TEXT BLOCK:
BEGIN

Abstract
ReDoS (Regular Expression Denial of Service) is an emerging class of DoS attacks to web services. One challenging question for a victim web service under ReDoS attacks is how to quickly recover its normal operation after ReDoS attacks, especially these zero-day ones exploiting previously unknown vulnerabilities.
- we present REGEXNET, the first payload-based, automated, reactive ReDoS recovery system for web services. REGEXNET adopts a learning model, which is updated constantly in a feedback loop during runtime, to classify payloads of upcoming requests including the request contents and database query responses
- If detected as a cause leading to ReDoS, REGEXNET migrates those requests to a sandbox and isolates their execution for a fast, first-measure recovery. We have implemented a REGEXNET prototype and integrated it with HAProxy and Node.js
- Evaluation results show that REGEXNET is effective in recovering the performance of web services against zero-day ReDoS attacks, responsive on reacting to attacks in sub-minute, and resilient to different ReDoS attack types including adaptive ones that are designed to evade REGEXNET on purpose.
Types of defenses
Thousands of RegEx in over 10.000 JavaScript or Python modules are vulnerable to ReDoS. Solutions have been proposed:
- proactive: ReDoS are mitigated by speeding up regular expression matching. A number of libraries have been built to check the safety of RegEx in Node.js applications (e.g., safe-regex, rxxr2). This is often not enough to solve the vulnerability and there are uncovered edge cases: space-related DoS are still possible, and implementing proactive techniques may be difficult in web frameworks
- reactive: the focus is on speeding the recovery process. Manual and naive approaches are still very common but these solutions can take time and effort. An automated approach would take obvious benefits
Automating reactive defenses to RedoS
- statistical approach to differentiate normal and malicious requests based on consumed CPU resources have been proposed (Rampart)

END

Coordinate labeling data
BEGIN

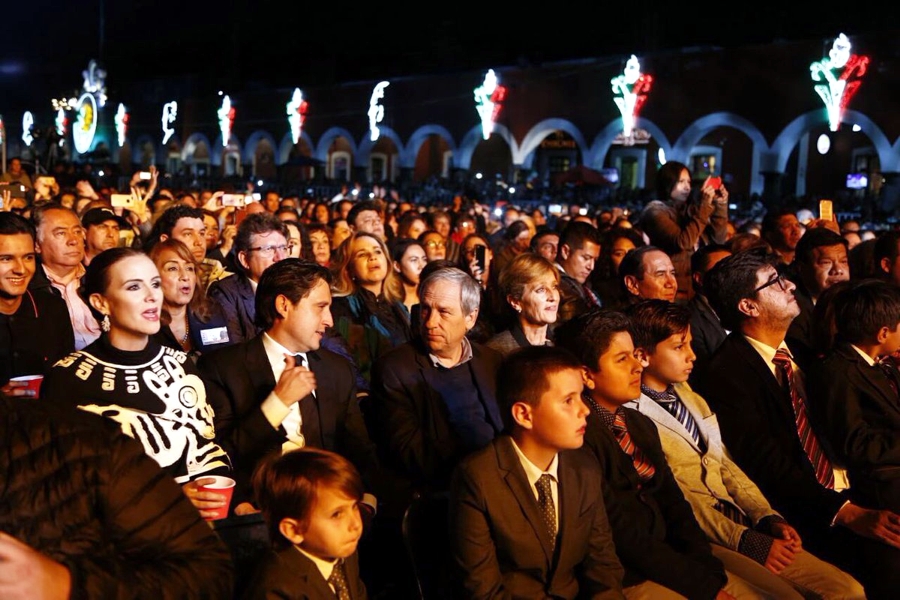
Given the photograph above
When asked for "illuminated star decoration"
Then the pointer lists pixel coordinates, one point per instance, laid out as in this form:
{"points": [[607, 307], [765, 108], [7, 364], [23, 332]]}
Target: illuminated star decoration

END

JOBS:
1: In the text on ReDoS recovery, which two pieces of software was the REGEXNET prototype integrated with?
2: Copy out every line of the records word for word, and omit the pictures.
The text and the records are unrelated material.

ANSWERS:
1: HAProxy and Node.js.

2:
Given the photograph above
When asked for "illuminated star decoration"
Then the pointer lists pixel coordinates, one point per instance, laid out as in this form:
{"points": [[607, 307], [765, 108], [7, 364], [23, 332]]}
Target: illuminated star decoration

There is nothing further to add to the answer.